* **What is needed**: Extract every line of the listing below that contains the string "haze", matching case exactly.

Source records:
----------------------------------------

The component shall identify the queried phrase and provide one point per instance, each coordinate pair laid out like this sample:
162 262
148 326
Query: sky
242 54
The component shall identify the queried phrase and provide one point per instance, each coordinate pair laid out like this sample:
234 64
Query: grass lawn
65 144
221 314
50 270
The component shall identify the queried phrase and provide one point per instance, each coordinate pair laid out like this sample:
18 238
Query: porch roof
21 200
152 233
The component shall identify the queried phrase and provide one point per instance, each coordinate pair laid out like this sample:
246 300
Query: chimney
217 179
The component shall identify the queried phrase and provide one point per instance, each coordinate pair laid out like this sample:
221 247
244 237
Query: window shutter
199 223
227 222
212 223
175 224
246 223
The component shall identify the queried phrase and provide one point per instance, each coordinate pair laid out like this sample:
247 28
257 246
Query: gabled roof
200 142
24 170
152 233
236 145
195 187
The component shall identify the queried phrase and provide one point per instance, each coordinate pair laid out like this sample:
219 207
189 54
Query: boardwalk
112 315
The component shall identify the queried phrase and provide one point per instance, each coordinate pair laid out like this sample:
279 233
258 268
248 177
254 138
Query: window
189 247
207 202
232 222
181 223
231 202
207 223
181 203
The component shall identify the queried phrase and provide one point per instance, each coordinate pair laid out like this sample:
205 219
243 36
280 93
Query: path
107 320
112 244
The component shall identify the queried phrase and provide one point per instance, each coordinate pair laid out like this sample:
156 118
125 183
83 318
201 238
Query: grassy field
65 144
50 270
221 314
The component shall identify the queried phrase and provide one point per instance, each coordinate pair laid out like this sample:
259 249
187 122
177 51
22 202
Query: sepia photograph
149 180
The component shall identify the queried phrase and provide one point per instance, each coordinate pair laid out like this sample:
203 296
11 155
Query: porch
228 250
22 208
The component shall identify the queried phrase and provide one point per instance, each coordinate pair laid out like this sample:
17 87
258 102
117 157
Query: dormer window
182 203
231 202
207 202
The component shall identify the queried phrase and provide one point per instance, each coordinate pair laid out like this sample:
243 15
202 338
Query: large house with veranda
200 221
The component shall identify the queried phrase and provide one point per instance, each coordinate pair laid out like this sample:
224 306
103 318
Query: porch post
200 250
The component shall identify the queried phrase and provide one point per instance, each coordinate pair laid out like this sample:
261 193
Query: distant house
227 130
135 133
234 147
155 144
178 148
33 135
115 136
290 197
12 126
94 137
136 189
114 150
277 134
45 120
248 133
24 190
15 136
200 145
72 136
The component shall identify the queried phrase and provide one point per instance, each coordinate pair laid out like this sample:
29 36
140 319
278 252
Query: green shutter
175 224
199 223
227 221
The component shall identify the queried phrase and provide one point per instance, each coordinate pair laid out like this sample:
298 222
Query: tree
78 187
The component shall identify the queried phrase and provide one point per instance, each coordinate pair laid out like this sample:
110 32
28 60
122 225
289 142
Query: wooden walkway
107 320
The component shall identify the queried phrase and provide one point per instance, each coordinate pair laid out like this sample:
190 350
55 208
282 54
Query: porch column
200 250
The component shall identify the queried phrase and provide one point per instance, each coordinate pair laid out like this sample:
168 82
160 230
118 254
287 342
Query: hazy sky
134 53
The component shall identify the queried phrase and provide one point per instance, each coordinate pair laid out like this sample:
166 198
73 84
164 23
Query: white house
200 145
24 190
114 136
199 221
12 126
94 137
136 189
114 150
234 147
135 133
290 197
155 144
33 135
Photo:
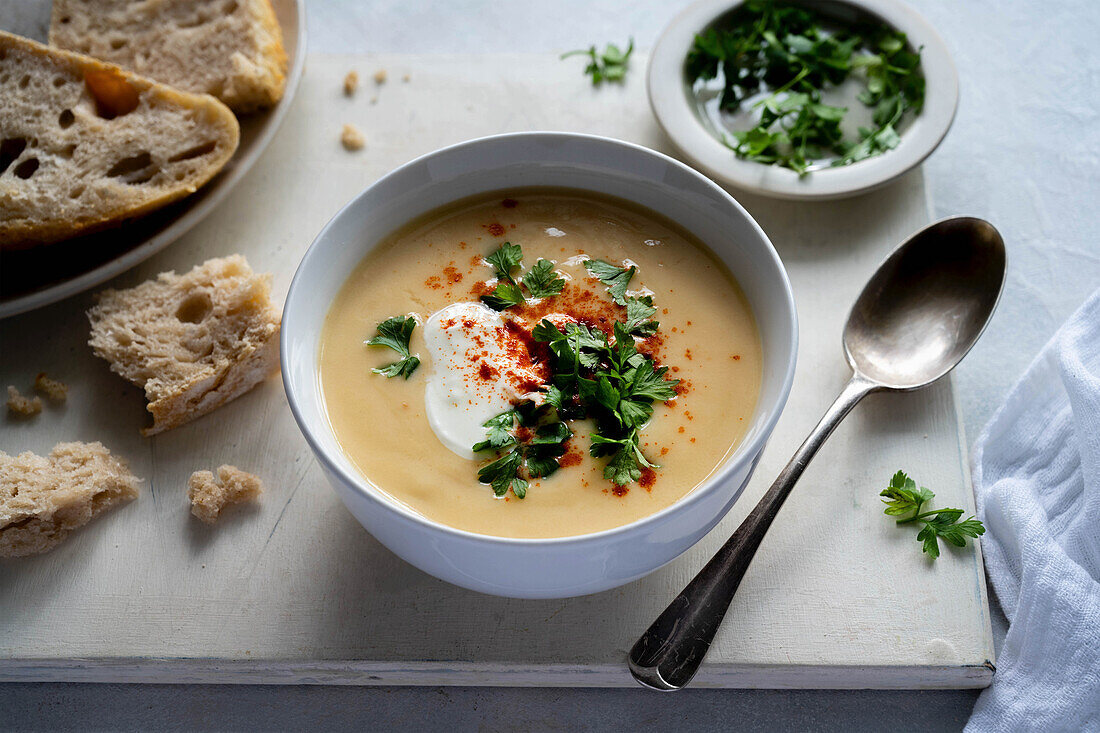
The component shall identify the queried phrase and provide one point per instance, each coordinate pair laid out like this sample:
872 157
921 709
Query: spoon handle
669 653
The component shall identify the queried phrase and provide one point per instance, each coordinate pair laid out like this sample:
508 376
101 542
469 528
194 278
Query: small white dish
670 96
565 566
94 259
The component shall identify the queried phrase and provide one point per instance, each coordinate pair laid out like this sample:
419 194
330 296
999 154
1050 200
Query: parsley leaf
499 431
541 281
537 455
505 296
615 279
506 259
788 51
638 314
503 474
611 65
623 469
902 496
395 334
646 382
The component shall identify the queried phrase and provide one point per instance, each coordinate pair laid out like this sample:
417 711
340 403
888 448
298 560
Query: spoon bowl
926 305
917 316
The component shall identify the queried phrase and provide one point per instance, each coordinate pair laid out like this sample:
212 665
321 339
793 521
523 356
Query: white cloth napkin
1036 478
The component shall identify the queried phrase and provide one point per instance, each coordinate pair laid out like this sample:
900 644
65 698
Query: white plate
670 96
77 264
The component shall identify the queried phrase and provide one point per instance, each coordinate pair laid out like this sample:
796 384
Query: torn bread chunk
44 499
55 390
193 341
21 406
351 83
230 48
210 495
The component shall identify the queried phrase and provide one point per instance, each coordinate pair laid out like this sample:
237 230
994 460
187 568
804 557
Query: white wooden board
296 591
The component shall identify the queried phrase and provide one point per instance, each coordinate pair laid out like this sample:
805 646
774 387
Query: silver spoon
917 316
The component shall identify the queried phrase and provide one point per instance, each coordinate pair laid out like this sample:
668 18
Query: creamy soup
413 438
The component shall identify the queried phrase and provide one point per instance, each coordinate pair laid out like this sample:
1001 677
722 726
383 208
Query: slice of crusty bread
43 500
210 494
193 341
85 145
229 48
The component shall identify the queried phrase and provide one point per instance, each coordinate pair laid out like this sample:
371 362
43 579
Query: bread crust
230 48
116 200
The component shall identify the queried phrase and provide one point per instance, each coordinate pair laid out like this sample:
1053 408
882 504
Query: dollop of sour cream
480 367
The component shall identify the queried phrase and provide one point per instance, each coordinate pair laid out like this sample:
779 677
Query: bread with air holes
229 48
85 145
45 499
191 341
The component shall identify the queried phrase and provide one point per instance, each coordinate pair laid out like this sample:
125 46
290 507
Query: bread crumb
352 139
55 390
21 406
45 499
351 83
210 495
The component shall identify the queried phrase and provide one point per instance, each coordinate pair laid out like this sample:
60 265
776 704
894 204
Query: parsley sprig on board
540 281
788 50
607 66
903 498
395 334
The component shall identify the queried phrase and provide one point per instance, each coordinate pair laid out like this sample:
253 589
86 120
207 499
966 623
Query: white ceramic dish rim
190 217
669 99
747 451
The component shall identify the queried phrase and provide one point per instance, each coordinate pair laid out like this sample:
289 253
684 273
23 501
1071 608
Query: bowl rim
664 85
748 449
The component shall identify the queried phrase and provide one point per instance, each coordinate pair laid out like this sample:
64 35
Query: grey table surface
1024 153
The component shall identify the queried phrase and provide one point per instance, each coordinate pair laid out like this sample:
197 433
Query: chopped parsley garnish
537 456
789 51
395 334
903 498
638 314
541 281
504 260
615 279
609 382
607 66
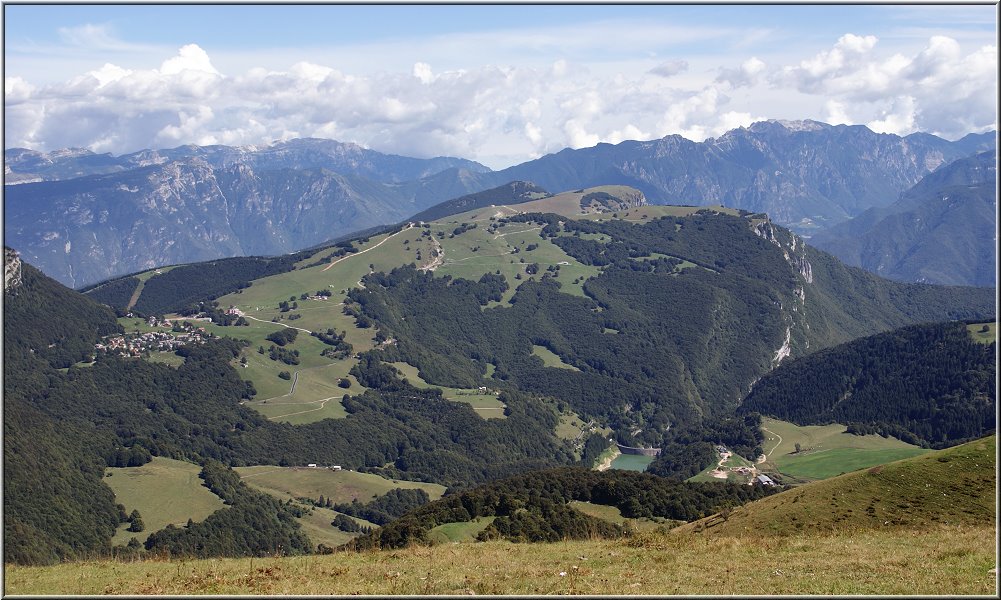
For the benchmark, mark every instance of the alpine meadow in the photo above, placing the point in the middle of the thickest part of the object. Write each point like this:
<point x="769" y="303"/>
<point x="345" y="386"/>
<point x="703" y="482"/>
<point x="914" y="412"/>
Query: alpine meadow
<point x="489" y="300"/>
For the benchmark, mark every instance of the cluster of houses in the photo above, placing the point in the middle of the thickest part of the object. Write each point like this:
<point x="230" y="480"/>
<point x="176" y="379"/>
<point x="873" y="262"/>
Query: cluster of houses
<point x="750" y="472"/>
<point x="134" y="345"/>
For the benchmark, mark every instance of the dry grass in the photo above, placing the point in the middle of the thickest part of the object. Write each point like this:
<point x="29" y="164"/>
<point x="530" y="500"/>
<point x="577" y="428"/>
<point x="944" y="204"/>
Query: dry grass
<point x="953" y="559"/>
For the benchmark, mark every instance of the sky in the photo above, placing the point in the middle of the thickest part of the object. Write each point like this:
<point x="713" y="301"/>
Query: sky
<point x="499" y="84"/>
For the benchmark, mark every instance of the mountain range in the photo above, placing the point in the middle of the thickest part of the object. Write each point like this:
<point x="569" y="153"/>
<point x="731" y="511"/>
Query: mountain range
<point x="941" y="230"/>
<point x="651" y="323"/>
<point x="82" y="217"/>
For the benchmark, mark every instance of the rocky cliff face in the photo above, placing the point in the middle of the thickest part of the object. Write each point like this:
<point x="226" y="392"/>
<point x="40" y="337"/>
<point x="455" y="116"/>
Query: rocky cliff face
<point x="11" y="269"/>
<point x="189" y="203"/>
<point x="83" y="230"/>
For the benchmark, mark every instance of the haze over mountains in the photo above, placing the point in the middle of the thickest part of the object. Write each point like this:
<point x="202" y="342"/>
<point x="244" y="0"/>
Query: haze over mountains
<point x="82" y="217"/>
<point x="942" y="230"/>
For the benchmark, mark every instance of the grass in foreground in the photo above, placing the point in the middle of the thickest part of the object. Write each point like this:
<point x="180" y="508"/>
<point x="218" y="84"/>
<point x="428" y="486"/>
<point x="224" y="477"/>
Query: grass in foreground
<point x="892" y="561"/>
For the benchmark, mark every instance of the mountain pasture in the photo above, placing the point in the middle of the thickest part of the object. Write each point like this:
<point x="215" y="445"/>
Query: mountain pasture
<point x="826" y="451"/>
<point x="164" y="492"/>
<point x="339" y="486"/>
<point x="949" y="487"/>
<point x="977" y="331"/>
<point x="485" y="404"/>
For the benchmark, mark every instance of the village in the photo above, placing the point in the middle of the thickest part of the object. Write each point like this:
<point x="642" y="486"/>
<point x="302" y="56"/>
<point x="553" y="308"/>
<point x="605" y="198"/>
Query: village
<point x="751" y="472"/>
<point x="134" y="345"/>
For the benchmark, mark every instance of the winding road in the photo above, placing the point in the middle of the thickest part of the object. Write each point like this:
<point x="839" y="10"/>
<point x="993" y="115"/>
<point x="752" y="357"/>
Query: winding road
<point x="769" y="455"/>
<point x="408" y="226"/>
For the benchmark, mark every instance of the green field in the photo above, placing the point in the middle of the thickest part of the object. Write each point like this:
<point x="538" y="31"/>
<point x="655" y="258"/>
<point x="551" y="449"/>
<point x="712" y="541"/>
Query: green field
<point x="164" y="492"/>
<point x="612" y="514"/>
<point x="485" y="404"/>
<point x="956" y="486"/>
<point x="569" y="427"/>
<point x="166" y="358"/>
<point x="459" y="532"/>
<point x="826" y="451"/>
<point x="632" y="462"/>
<point x="316" y="525"/>
<point x="550" y="358"/>
<point x="495" y="251"/>
<point x="988" y="337"/>
<point x="339" y="486"/>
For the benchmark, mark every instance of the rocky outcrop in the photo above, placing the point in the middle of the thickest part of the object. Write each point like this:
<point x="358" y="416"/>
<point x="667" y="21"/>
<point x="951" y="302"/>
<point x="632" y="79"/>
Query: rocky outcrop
<point x="11" y="269"/>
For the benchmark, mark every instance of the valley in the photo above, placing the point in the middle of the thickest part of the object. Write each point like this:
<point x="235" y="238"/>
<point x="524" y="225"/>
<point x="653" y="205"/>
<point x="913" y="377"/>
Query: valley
<point x="521" y="300"/>
<point x="805" y="541"/>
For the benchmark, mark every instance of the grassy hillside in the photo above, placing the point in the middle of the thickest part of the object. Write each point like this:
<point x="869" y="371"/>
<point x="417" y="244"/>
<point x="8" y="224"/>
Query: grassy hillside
<point x="984" y="337"/>
<point x="953" y="487"/>
<point x="339" y="486"/>
<point x="825" y="450"/>
<point x="888" y="561"/>
<point x="164" y="491"/>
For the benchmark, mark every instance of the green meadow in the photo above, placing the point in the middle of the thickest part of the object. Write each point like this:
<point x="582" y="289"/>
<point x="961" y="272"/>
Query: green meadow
<point x="826" y="451"/>
<point x="988" y="337"/>
<point x="339" y="486"/>
<point x="550" y="358"/>
<point x="164" y="492"/>
<point x="465" y="531"/>
<point x="486" y="405"/>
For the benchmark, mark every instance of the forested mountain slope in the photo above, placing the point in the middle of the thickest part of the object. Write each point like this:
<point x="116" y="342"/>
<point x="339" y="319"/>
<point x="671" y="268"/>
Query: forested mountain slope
<point x="685" y="313"/>
<point x="942" y="230"/>
<point x="928" y="384"/>
<point x="804" y="174"/>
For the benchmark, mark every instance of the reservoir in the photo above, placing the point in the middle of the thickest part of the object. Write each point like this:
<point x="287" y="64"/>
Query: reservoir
<point x="632" y="462"/>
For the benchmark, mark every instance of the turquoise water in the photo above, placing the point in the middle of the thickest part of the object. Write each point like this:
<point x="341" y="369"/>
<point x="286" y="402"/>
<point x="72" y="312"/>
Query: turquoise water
<point x="630" y="462"/>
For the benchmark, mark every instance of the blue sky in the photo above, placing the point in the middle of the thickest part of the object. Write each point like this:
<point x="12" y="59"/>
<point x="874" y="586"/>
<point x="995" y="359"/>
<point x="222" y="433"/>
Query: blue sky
<point x="499" y="84"/>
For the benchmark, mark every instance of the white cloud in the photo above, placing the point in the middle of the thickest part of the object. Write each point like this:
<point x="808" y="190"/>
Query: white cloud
<point x="16" y="90"/>
<point x="898" y="119"/>
<point x="499" y="112"/>
<point x="670" y="68"/>
<point x="747" y="74"/>
<point x="189" y="58"/>
<point x="422" y="71"/>
<point x="836" y="113"/>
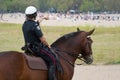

----------------------------------------

* **Output for this exercise**:
For the benchmark, mark every instance of the haze over mountains in the photo above, placing the point in the middle of the thickest part of the object. Write each point like this:
Query: haze over mountains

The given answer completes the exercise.